:: TRECHO DA PÁGINA ::

Detalhes que dizem muito

Embora possam parecer detalhes menores, esses achados revelam (muito) mais do que aparentam. Por exemplo, os pregos de ferro de seção quadrangular identificados pelos especialistas indicam que não houve problemas financeiros durante a construção do navio. O motivo? Essa opção era mais cara do que outras alternativas. O que parece ter sido escasso, no entanto, foi a madeira, o que pode ter levado à reutilização de tábuas de outros navios.

Longas travessias... e jogos de diversão com facas?

Em um dos tábuas de carvalho, foram descobertas marcas que parecem contar histórias de marinheiros se distraindo, seja com uma partida de jogo-da-velha ou com uma brincadeira mais arriscada, associada ao imaginário popular dos antigos bucaneiros: colocar a mão sobre uma superfície sólida, como uma madeira, e espetar um facão o mais rápido possível entre os dedos.

"Foram descobertas marcas feitas pelos carpinteiros do galeão ou pela tripulação que lembram um tabuleiro de jogo-da-velha, além de um círculo e as letras ou números (possivelmente em alfabeto romano) 'V' e 'X'", explica a Junta da Andaluzia. "Em outra parte, há pequenas marcas triangulares que foram atribuídas ao perigoso jogo da faca, ou 'filete de cinco dedos', no qual a ponta da faca é passada rapidamente entre os dedos, correndo o risco de causar ferimentos."

Ainda há trabalho?

Muito! A fase atual ainda não foi concluída, e os especialistas estimam que levarão meses trabalhando no laboratório e nos arquivos. Depois de extraírem o máximo de informações possíveis, o Delta I será devolvido ao mar, onde será ancorado em uma área previamente localizada.

Embora possa parecer uma solução incomum, a conselheira defende que essa decisão é tomada com o objetivo de preservar os restos do navio.

"Não temos ainda as técnicas necessárias que nos permitam garantir a conservação desse naufrágio fora da água. Até que essas técnicas sejam desenvolvidas no futuro, para a preservação a seco, as peças serão mantidas sob o mar".

As perguntas sem respostas - ainda

O estudo do Delta I ainda precisa resolver importantes mistérios. E não se trata apenas de desvendar como os navios foram construídos no século XVII.

Os especialistas também esperam obter respostas para o grande enigma do Delta I: Que navio era esse? O que aconteceu para que ele acabasse no fundo lamacento do golfo de Cádiz? Quando naufragou? E qual foi o motivo? De onde veio? E para onde estava indo? Por enquanto, já sabemos que se trata de uma grande embarcação de 50 metros.

:::

# TAREFAS A REALIZAR
1. Liste todas as perguntas que, segundo o trecho sobre o Delta I, compõem o grande enigma do navio.
2. De acordo com o trecho sobre o Delta I, qual é o comprimento da embarcação?
3. Extraia do trecho sobre o Delta I o texto que vai de "Muito! A fase" até "no século XVII.", inclusive.
Os registros provêm de uma fonte distinta do trecho acima.

:: AMOSTRA DE REGISTROS ::

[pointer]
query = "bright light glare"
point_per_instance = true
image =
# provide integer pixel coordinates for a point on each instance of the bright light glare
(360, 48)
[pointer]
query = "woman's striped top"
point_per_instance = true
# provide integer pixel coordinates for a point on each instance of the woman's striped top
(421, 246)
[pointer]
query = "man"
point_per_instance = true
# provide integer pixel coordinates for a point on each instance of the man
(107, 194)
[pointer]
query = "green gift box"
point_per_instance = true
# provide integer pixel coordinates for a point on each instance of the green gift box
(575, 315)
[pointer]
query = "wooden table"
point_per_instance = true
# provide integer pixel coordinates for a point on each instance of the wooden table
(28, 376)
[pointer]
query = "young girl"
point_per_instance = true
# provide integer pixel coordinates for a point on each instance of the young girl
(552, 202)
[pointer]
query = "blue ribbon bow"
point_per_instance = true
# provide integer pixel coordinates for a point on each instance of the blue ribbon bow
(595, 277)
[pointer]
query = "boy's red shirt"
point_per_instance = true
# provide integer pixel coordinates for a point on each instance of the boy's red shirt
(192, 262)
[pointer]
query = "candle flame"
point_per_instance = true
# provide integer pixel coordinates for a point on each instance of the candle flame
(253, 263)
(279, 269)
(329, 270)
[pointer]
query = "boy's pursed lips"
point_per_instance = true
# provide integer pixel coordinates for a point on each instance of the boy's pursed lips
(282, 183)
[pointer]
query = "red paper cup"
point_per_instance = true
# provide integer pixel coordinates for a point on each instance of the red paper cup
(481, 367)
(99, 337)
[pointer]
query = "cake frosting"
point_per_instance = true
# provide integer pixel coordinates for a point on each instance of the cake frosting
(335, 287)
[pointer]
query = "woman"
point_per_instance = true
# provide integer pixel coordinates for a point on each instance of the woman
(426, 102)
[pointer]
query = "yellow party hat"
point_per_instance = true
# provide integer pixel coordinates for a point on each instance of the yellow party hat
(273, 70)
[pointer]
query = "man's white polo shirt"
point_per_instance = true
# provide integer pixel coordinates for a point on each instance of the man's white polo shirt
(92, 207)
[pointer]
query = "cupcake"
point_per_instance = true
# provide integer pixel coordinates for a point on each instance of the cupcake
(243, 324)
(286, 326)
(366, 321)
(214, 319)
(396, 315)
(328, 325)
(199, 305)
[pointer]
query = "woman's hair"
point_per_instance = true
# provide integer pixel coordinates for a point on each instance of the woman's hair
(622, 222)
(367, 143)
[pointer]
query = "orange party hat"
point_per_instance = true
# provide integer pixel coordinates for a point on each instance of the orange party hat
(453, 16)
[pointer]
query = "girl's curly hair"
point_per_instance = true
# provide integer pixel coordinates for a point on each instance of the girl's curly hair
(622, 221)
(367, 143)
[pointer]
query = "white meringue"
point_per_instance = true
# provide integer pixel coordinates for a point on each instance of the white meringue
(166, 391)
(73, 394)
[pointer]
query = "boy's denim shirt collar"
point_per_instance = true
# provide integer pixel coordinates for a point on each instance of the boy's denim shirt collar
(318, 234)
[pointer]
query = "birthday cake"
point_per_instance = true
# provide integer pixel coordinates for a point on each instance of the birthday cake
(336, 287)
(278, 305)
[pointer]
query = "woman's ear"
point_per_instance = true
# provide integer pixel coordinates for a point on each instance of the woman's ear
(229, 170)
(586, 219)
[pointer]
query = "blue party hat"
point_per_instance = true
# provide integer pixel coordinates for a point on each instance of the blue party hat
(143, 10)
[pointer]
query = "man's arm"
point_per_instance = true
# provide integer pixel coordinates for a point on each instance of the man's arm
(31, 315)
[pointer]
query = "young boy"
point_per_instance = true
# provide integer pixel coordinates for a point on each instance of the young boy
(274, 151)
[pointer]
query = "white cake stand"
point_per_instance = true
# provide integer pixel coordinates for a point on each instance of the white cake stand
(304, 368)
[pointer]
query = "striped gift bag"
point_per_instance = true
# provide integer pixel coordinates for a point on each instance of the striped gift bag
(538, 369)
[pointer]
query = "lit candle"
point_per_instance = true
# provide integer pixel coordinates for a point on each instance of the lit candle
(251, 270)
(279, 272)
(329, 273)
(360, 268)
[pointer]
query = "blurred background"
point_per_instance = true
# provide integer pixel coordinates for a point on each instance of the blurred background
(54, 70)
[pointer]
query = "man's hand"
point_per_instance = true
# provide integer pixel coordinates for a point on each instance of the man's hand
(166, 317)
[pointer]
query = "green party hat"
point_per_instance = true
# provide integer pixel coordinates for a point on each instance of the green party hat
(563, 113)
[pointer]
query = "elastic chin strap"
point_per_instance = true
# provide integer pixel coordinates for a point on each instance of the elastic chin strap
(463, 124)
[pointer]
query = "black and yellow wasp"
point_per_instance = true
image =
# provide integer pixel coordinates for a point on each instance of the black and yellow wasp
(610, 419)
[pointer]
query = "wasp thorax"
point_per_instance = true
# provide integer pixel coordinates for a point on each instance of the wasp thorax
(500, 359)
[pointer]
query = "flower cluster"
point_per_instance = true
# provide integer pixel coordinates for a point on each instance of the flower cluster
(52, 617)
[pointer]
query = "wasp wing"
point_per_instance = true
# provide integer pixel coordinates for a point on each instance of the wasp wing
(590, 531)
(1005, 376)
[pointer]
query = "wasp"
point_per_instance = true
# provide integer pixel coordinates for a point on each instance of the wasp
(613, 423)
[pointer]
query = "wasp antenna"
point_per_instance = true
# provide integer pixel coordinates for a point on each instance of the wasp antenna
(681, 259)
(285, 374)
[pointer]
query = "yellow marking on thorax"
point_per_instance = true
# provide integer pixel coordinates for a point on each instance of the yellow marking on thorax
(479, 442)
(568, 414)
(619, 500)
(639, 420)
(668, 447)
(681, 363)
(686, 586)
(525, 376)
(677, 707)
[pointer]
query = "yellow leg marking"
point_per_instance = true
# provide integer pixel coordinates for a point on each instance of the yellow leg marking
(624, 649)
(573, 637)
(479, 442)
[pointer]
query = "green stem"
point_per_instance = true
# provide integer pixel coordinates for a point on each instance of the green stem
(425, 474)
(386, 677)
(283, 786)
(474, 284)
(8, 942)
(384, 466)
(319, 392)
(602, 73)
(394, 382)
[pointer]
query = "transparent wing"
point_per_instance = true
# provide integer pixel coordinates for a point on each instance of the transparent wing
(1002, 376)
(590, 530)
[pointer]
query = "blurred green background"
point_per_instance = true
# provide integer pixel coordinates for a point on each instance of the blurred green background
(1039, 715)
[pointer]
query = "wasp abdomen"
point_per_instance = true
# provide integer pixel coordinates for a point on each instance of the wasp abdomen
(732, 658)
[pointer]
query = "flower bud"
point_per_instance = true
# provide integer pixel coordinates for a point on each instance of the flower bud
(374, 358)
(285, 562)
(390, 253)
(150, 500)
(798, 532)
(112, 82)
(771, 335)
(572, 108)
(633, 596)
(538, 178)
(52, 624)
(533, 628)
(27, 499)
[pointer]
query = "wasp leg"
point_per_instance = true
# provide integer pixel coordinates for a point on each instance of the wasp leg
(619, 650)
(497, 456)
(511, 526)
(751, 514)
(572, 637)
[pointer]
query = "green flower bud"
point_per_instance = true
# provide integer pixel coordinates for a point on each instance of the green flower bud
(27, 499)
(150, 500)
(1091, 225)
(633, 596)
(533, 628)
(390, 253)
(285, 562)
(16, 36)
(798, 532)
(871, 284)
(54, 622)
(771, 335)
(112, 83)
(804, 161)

:::

# RESPOSTAS ESPERADAS
1.
- Que navio era esse?
- O que aconteceu para que ele acabasse no fundo lamacento do golfo de Cádiz?
- Quando naufragou?
- E qual foi o motivo?
- De onde veio?
- E para onde estava indo?

2. 50 metros.

3.
Muito! A fase atual ainda não foi concluída, e os especialistas estimam que levarão meses trabalhando no laboratório e nos arquivos. Depois de extraírem o máximo de informações possíveis, o Delta I será devolvido ao mar, onde será ancorado em uma área previamente localizada.

Embora possa parecer uma solução incomum, a conselheira defende que essa decisão é tomada com o objetivo de preservar os restos do navio.

"Não temos ainda as técnicas necessárias que nos permitam garantir a conservação desse naufrágio fora da água. Até que essas técnicas sejam desenvolvidas no futuro, para a preservação a seco, as peças serão mantidas sob o mar".

As perguntas sem respostas - ainda

O estudo do Delta I ainda precisa resolver importantes mistérios. E não se trata apenas de desvendar como os navios foram construídos no século XVII.